PROMPT —
Locate the line containing "Player-spacing review: tag the carabinieri" in the material below; repeat it and every line after it, exactly as written.
* begin RECORD LIST *
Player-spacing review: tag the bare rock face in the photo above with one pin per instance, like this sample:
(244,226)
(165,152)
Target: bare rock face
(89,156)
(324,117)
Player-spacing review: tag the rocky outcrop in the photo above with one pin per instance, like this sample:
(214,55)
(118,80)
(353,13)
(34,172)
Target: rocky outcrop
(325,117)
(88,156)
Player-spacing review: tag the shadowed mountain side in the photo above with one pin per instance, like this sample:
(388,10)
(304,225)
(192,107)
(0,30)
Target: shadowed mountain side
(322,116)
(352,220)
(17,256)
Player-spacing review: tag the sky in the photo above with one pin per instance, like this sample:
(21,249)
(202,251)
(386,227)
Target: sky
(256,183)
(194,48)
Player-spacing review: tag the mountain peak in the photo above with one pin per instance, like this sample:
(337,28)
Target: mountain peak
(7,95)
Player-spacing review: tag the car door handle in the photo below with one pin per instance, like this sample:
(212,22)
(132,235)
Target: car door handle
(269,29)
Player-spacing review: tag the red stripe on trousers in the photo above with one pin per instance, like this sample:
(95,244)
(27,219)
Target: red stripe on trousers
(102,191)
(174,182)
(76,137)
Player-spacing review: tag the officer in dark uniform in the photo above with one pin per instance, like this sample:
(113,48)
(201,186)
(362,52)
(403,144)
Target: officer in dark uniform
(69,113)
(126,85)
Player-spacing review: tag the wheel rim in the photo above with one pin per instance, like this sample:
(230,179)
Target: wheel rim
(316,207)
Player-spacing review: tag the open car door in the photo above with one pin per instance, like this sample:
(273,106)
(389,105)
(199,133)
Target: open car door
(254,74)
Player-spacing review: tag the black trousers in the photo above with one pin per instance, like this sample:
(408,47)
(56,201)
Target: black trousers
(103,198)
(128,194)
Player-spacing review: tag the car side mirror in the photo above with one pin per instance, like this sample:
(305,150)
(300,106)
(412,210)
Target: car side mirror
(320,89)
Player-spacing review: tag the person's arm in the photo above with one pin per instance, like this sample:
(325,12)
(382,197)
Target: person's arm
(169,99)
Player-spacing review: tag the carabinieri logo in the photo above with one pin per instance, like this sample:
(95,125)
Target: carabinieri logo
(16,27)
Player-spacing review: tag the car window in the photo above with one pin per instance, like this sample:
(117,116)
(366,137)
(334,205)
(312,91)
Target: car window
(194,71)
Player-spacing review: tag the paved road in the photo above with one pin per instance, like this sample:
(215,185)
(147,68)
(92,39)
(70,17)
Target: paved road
* end RECORD LIST *
EXERCISE SOLUTION —
Player-spacing review: tag the carabinieri logo in the photo above with one pin per instance, like this sample:
(95,125)
Target: carabinieri logo
(16,27)
Player-spacing review: tag the car window in the photo above with one pin per instance, like this sample:
(117,116)
(366,137)
(334,205)
(312,91)
Target: car window
(194,71)
Player-spacing review: tag the paved road in the photo above with one pin per instance, like this sample:
(215,185)
(147,68)
(92,39)
(70,17)
Target: paved road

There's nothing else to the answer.